EXERCISES TO COMPLETE:
A. In the boat hull thread, what boat does moloch16 currently fish from?
B. Reproduce the boat hull thread from "JNG, Ktoelke54, and" up to and including "vfourmax (Jul 16, 2018)".

PAGE EXTRACT:

A pointy bow does not make a Mod-V, it is a flat bottom boat with a pointy bow. It won't ride any better and neither will most Mod-Vs unless you force the bow down into the oncoming waves. I have a flat bottom, flat fronted jon. It is only 14' so the ride is fair in a light, very light chop. Encountering boat wakes means you just slow down. I can run at full throttle in a light chop, its not bad. The hull slat on the front of the boat is very annoying though, I will admit so I remedy this by anchoring off the stern most of the time, don't do that in rough water though, unless you want to sink. Mod-Vs running on plane usually mean the bow is up slightly and they just belly flop from wave to wave unless you have the front weighted down. No 14' boat is really meant for rough water. I have ridden on many Mod-Vs and have friends that have them, they all swear their boat rides better but, I have ridden in them and I don't see the difference. They will still pound you if you try to run hard in rough water. I don't like the lack of stability in a Mod-v personally, for me getting shallow is why I have a flat bottom, not to mention metal is more resistant to oysters and rocks than a fiberglass flat bottom. A heavier boat will ride better too.


----------



## moloch16 (Jul 16, 2018)

JNG, Ktoelke54, and surfman you'll are supporting my theories with experience. I currently fish Lowe riveted mod-v (rover jon) and when I started thinking about this I went and looked real hard at the design and realized it's a flat bottom with a pointy bow. The point in the bow probably does help take wake a little better but not enough to compromise space when having to make a choice. Thanks for your input!


----------



## vfourmax (Jul 16, 2018)

As I have stated I have owned both and one thing is in my experience the "pointy bow" when the wind gets up and it gets choppy and you have to head into the wind to get back to the ramp is you end up with a much drier ride over the same ride where a flat front is slapping the chop and as a result creating spray that blows back on the boats occupants.

Neither design is bad and both have their good points, the more longer runs I may make that could possibly be on choppier water may have me leaning more to the pointy bow than if all my runs were of a short nature on water that usually is smooth as glass.

Another thing that could be a consideration if you are fishing using a trolling motor to hold you on a spot and the bow was pointed into the wind as it would be to maintain position would it not be easier to hold that position with the pointed bow rather than a flat surface pointed into the wind?

I mean next time you are going down the road put your hand out of the window with your palm pointed to the front and then angle your hand so you are not holding a flat surface into the wind which one offers the least wind resistance and takes less effort to maintain your hand in the same place?

I think that just amount of deck surface and even ride quality are just some of the issues to consider and not all. I would also say that if using a smaller outboard that if all other variables were the same the smaller motor would again face less resistance and therefore perform better on the pointed bow. Again just a result of physics and resistant differences between the two designs moving in a forward motion.

Also I do not find the mod v to be less stable but again I weigh less than 160 lbs so that may make a difference as well.


----------



## surfman (Jul 17, 2018)

SUPPLIED INFORMATION:
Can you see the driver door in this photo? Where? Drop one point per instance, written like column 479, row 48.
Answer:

THE RESPONSES:
A. A Lowe riveted mod-v (rover jon).

B.
JNG, Ktoelke54, and surfman you'll are supporting my theories with experience. I currently fish Lowe riveted mod-v (rover jon) and when I started thinking about this I went and looked real hard at the design and realized it's a flat bottom with a pointy bow. The point in the bow probably does help take wake a little better but not enough to compromise space when having to make a choice. Thanks for your input!


----------



## vfourmax (Jul 16, 2018)